● **WHAT YOU ARE ASKED TO DO**
Set down the records below word for word, from their first line through the line containing "x=602 y=127". Leave the pictures out of your copy.

● **DATA SUPPLIED**
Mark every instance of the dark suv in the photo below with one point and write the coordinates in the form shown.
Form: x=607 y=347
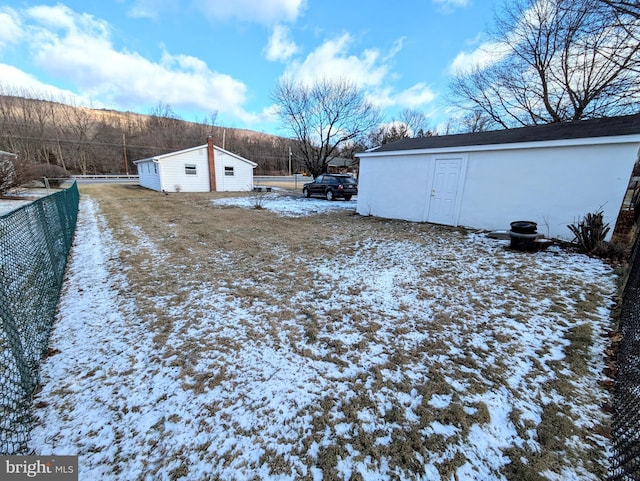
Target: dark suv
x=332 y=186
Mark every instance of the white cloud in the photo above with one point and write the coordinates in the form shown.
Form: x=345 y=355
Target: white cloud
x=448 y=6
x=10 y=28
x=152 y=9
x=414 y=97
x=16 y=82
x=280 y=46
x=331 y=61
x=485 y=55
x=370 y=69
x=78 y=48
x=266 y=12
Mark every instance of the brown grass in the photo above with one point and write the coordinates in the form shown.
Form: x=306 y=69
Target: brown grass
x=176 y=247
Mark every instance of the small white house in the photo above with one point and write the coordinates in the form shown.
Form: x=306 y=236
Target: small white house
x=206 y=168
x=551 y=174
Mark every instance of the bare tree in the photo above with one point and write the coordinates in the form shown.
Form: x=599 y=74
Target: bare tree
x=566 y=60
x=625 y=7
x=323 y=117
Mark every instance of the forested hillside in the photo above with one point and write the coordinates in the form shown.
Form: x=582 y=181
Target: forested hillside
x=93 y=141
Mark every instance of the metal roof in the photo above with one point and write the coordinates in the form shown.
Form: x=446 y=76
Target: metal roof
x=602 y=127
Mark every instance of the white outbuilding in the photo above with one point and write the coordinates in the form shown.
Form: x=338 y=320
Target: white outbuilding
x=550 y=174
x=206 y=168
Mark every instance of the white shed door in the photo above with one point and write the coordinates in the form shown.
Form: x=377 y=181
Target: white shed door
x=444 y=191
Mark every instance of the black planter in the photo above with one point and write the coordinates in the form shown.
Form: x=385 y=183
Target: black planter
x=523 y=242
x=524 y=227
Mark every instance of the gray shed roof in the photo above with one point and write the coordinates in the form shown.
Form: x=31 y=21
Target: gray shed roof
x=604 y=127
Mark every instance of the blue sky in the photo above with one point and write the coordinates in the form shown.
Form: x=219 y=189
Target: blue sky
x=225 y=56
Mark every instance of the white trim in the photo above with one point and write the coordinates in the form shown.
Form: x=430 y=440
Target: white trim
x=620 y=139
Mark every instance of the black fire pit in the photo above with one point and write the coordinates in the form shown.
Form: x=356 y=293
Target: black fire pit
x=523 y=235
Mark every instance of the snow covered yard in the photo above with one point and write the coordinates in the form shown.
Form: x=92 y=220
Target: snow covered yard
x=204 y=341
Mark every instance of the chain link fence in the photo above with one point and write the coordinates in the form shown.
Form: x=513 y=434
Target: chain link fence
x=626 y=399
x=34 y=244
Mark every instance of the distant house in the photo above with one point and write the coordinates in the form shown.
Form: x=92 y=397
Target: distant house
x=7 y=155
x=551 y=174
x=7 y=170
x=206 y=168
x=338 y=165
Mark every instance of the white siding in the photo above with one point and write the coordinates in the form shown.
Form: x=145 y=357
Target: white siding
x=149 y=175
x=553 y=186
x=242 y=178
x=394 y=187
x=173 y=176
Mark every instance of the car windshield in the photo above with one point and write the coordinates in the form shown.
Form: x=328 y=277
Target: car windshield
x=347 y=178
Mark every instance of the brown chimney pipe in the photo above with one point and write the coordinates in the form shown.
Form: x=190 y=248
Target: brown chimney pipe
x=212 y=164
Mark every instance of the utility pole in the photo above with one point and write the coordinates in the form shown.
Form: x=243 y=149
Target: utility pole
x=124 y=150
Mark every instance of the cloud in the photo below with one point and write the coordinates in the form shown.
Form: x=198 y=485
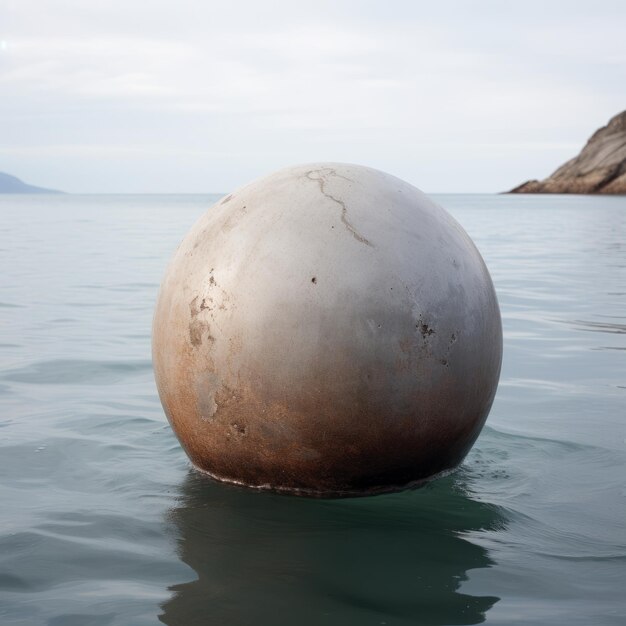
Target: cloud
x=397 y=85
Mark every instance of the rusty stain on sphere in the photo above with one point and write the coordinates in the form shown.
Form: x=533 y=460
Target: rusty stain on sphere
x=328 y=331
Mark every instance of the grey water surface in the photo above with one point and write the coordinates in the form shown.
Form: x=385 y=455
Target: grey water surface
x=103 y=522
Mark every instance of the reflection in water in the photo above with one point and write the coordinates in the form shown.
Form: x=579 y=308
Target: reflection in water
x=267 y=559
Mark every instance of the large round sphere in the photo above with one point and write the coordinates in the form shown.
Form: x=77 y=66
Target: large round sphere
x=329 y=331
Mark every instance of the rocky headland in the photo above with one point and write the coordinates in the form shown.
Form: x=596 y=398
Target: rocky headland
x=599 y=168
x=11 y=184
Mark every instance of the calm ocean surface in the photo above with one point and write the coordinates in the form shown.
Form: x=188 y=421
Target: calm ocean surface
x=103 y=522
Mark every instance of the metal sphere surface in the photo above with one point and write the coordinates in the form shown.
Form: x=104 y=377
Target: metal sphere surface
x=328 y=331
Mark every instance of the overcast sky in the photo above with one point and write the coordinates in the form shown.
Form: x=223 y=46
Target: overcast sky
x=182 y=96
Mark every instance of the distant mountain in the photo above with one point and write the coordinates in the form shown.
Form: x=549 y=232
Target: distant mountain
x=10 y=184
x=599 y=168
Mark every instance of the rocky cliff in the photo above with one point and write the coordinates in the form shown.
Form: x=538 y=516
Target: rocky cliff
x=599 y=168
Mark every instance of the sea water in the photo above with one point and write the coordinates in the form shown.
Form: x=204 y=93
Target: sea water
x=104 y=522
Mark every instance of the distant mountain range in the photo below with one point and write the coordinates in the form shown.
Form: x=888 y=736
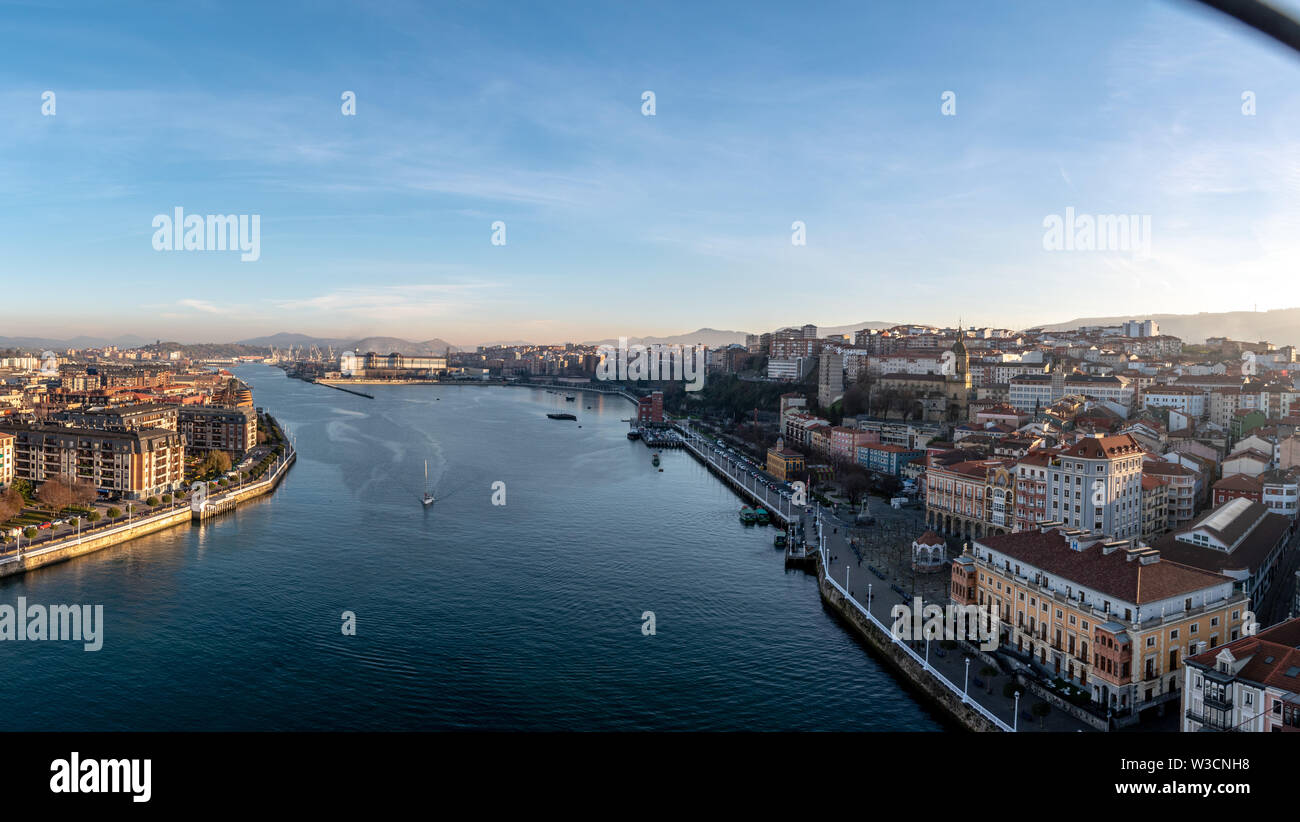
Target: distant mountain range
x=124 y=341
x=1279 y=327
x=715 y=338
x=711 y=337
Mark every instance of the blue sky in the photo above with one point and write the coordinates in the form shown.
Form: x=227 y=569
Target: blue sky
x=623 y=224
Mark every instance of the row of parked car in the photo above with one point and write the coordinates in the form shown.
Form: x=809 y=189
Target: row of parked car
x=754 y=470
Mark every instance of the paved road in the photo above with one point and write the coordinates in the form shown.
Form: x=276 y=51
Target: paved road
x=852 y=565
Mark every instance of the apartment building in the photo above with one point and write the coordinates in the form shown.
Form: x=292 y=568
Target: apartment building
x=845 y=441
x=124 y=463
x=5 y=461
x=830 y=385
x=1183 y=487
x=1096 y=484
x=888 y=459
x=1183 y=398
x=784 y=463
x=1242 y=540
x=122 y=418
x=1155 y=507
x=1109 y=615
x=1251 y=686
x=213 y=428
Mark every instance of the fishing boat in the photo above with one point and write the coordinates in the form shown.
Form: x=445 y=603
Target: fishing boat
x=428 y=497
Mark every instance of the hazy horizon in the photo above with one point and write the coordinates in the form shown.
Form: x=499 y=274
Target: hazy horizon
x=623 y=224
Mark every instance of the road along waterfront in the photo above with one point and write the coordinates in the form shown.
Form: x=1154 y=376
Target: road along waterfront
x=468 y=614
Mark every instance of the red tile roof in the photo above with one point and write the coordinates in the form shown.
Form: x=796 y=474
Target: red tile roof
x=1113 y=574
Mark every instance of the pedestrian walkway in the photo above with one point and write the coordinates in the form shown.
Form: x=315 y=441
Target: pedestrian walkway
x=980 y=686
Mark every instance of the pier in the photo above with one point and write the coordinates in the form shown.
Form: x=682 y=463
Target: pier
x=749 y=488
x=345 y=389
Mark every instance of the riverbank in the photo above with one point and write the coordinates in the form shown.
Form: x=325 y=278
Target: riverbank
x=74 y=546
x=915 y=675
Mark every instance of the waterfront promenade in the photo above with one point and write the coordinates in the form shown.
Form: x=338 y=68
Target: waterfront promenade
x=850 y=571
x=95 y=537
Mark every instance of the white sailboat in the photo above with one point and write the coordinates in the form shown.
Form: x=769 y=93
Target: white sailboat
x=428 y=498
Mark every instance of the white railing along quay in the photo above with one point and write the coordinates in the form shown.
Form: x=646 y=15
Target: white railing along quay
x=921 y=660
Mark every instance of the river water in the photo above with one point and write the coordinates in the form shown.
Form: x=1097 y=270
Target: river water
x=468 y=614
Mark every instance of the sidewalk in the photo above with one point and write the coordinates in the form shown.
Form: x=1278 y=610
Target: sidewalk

● **RESPONSE TO THIS EXERCISE**
Mark every instance of the dark suv in the photo below with one point and write the coordinates in the form shown.
Form: x=607 y=347
Target: dark suv
x=332 y=186
Mark every instance of the white cloud in the photo above with one point and write the coordinates in the form shown.
Form: x=345 y=355
Target: white cloud
x=448 y=6
x=10 y=28
x=152 y=9
x=414 y=97
x=16 y=82
x=280 y=46
x=331 y=61
x=485 y=55
x=370 y=69
x=78 y=48
x=266 y=12
Mark every instance of the brown grass in the photo above with one point and write the coordinates in the form shown.
Form: x=306 y=69
Target: brown grass
x=176 y=247
Mark every instance of the small white house in the photo above with one point and write the coordinates in the form shown.
Form: x=306 y=236
Target: small white house
x=206 y=168
x=551 y=174
Mark every instance of the bare tree in the photo above with one point and write the coordinates in the form shown.
Form: x=599 y=74
Target: bare tree
x=566 y=60
x=625 y=7
x=323 y=117
Mark every instance of the forested hillside in the photo above with one point and write the coordinates in the form shown.
Form: x=582 y=181
Target: forested hillside
x=93 y=141
Mark every instance of the metal roof in the photo above with one point and write the coordinates in the form shown.
Form: x=446 y=76
Target: metal roof
x=602 y=127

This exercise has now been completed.